* Your assignment
Every entry below should be printed exactly, without its images.
**********
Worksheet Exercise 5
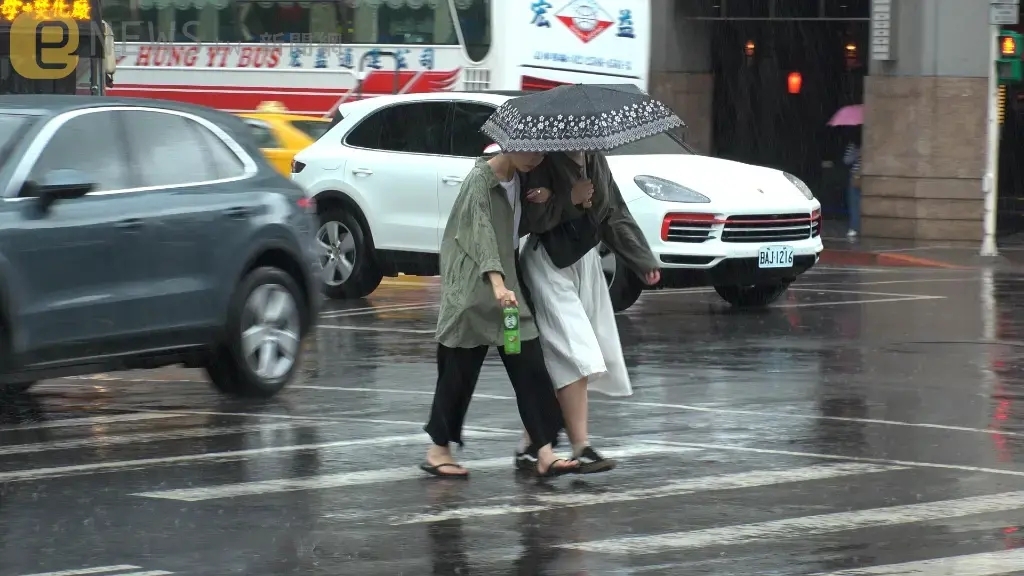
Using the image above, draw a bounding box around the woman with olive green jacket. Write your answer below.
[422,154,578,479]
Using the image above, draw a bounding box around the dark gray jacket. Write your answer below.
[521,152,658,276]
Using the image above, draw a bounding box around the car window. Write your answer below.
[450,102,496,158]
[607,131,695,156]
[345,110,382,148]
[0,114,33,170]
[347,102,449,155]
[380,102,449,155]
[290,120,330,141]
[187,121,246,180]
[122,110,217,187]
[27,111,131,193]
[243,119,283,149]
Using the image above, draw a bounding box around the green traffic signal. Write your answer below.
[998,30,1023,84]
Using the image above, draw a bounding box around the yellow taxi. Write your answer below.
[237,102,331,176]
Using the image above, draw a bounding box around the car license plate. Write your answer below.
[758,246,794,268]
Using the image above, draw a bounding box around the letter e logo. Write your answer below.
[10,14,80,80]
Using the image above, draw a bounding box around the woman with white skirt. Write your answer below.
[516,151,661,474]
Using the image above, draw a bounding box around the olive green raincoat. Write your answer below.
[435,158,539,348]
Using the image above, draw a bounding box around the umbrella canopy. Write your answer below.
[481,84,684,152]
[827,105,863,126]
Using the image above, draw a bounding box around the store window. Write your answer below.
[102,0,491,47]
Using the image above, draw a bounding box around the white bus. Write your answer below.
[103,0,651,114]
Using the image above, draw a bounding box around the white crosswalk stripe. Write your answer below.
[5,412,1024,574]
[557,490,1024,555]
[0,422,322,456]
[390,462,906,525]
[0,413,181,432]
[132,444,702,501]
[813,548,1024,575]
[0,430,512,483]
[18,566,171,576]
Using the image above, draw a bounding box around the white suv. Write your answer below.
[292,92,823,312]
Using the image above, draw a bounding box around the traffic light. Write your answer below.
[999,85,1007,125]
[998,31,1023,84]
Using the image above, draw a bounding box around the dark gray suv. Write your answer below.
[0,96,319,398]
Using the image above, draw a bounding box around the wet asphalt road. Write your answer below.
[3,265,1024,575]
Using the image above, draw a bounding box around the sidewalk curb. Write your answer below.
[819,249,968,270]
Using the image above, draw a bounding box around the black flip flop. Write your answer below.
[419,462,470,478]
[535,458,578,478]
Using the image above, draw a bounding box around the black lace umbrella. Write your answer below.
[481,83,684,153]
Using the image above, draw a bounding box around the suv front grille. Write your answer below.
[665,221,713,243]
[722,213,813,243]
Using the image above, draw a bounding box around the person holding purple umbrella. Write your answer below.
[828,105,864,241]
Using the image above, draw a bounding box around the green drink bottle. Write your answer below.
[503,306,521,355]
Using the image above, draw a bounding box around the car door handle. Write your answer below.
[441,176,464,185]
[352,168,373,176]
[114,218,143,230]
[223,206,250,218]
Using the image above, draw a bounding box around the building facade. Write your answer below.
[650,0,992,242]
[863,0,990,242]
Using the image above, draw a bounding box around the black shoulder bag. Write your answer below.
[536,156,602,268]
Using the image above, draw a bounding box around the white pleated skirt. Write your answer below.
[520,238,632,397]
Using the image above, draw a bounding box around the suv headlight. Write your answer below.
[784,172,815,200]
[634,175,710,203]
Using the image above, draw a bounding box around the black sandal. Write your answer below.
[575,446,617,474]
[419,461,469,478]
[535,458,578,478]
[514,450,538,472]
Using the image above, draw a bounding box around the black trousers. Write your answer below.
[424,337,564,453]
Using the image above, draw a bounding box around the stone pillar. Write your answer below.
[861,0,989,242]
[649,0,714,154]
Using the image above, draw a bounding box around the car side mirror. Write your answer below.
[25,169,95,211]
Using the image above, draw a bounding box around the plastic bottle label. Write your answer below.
**********
* Solved exercise
Worksheet Exercise 5
Using the image above, draw a bounding box around the woman with olive green jacket. Write your answer below.
[422,154,578,479]
Using the image above, draw a bounding box around the dark gray jacket. Write your answer below.
[521,152,658,276]
Using the image above, draw a bounding box around the car window. Write your answer below.
[450,102,496,158]
[607,131,695,156]
[345,110,382,148]
[0,114,33,170]
[347,102,449,155]
[380,102,449,155]
[290,120,330,141]
[187,121,246,180]
[122,110,217,187]
[27,111,131,193]
[243,119,283,149]
Using the image above, draw a bounding box around the green traffic signal. Write your answer below.
[998,30,1023,84]
Using the image above, draw a bounding box around the yellow taxi. Write your answer below.
[237,102,331,176]
Using the image above, draw a bounding box around the car license plate. Write your answer below.
[758,246,794,268]
Using the image above, draw a bounding box around the letter e logo. Write your answer below.
[10,14,80,80]
Using the image above, draw a bounding box around the woman with white skirt. Write your answer below.
[516,151,661,474]
Using the image above, draw a bounding box around the olive green raincoat. Write your answer below.
[435,158,539,348]
Using the image above, draw a bounding box around the umbrella canopy. Write your answer below.
[481,84,684,152]
[827,105,863,126]
Using the image above, draw a bounding box around the store window. Write your answer below.
[102,0,491,47]
Using the image above, draw a bounding box around the white bus. Write your answer below.
[103,0,651,114]
Using the image above, draw a bounding box around the white crosswalk stripe. Write your answer below.
[5,412,1024,574]
[557,490,1024,555]
[0,422,322,456]
[390,462,906,525]
[0,413,181,432]
[132,444,702,501]
[813,548,1024,575]
[0,430,512,483]
[18,566,171,576]
Using the image above, draw a bounding box around the white suv. Write your answer below.
[292,92,823,312]
Using the image above, draw a bounding box around the traffic light. Write your answer below.
[999,85,1007,125]
[998,31,1023,84]
Using the image above, draw a bounding box around the dark gray suv. Write your answer below.
[0,96,319,398]
Using the image above, draw a bounding box around the wet asphalt road. Write your answer below.
[3,265,1024,575]
Using the image above, draw a bounding box around the sidewalk curb. Write your answer below.
[819,249,968,270]
Using the image above, draw a bounding box around the black flip flop. Write your answer below.
[419,462,470,478]
[535,458,578,478]
Using the image above, draw a bounding box around the black lace umbrella. Write your answer below.
[481,83,684,153]
Using the image above, draw a bounding box around the suv front grille. Write your answer below.
[665,221,713,243]
[722,213,813,243]
Using the image above, draw a bounding box around the person holding purple umbrella. Write your answer below.
[828,105,864,241]
Using the image above, draw a bounding box around the green drink bottle. Write your answer below.
[503,306,521,355]
Using the image above, draw a bounding box around the car door handle. Write your answer below.
[441,176,464,185]
[352,168,373,176]
[114,218,143,230]
[223,206,250,218]
Using the image above, draw a bounding box around the building facade. Write your answer below.
[650,0,992,242]
[863,0,990,242]
Using the image above, draw a bounding box around the black shoulder bag. Write your answer below.
[536,156,602,268]
Using the image above, draw a bounding box around the white pleated skirt. Write your answer below.
[520,238,632,397]
Using the image above, draw a bounding box around the suv headlight. Write your answer below.
[784,172,815,200]
[634,175,710,203]
Using the image above, draw a bounding box around the black sandal. Write your answer below.
[575,446,617,474]
[419,461,469,478]
[535,458,578,478]
[514,450,538,472]
Using the image above, draw a bounding box around the black trousers. Write your answer below.
[424,337,564,453]
Using the image above, draw a bounding box around the stone pillar. Write your answer below.
[861,0,989,242]
[649,0,714,154]
Using the image above, draw a bounding box around the car side mirror. Write your answer below.
[25,169,95,211]
Using the image above, draw a bounding box around the plastic bottle label. Write your answer below.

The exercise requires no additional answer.